# Tasks and exercises
1. List every person named in the passage about Ridwan and Bahram.
2. Repeat word for word the stretch of the passage about Ridwan and Bahram from "The move backfired, as" through "Vasak was governor.".

When the Armenian Bahram became vizier in 1135, Ridwan emerged as the leader of the Muslim reaction to Bahram's pro-Christian policies. Bahram tried to dispose of him by sending him to govern Ascalon in May 1135, but there Ridwan busied himself with blocking the Armenian immigration into Egypt, earning plaudits from the Muslim street of Cairo. As a result, Bahram recalled him in November 1136 and sent him to govern his own former province at Gharbiyya (the western Nile Delta).

The move backfired, as Ridwan was now placed in possession of an independent power base close to the capital: leading Cairene officials began making contact with him, and Ridwan did not hesitate to preach jihad against Bahram from the pulpit of the mosque. Finally, in early 1137, Ridwan raised an army from the local Bedouin and marched on Cairo. Echoing the Battle of Siffin in 657, his soldiers hung copies of the Quran from their lances. Bahram set out from Cairo to confront him, but his Muslim soldiers deserted to Ridwan, and Bahram had to withdraw to the city. On 3 February, the Armenian vizier fled Cairo with 2,000 Armenian soldiers, making for Qus, where his brother Vasak was governor.

# Data under study
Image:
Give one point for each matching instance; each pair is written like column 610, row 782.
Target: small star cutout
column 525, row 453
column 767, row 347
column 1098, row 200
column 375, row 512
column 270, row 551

# Per-task answers
1. Bahram, Ridwan, Vasak

2.
The move backfired, as Ridwan was now placed in possession of an independent power base close to the capital: leading Cairene officials began making contact with him, and Ridwan did not hesitate to preach jihad against Bahram from the pulpit of the mosque. Finally, in early 1137, Ridwan raised an army from the local Bedouin and marched on Cairo. Echoing the Battle of Siffin in 657, his soldiers hung copies of the Quran from their lances. Bahram set out from Cairo to confront him, but his Muslim soldiers deserted to Ridwan, and Bahram had to withdraw to the city. On 3 February, the Armenian vizier fled Cairo with 2,000 Armenian soldiers, making for Qus, where his brother Vasak was governor.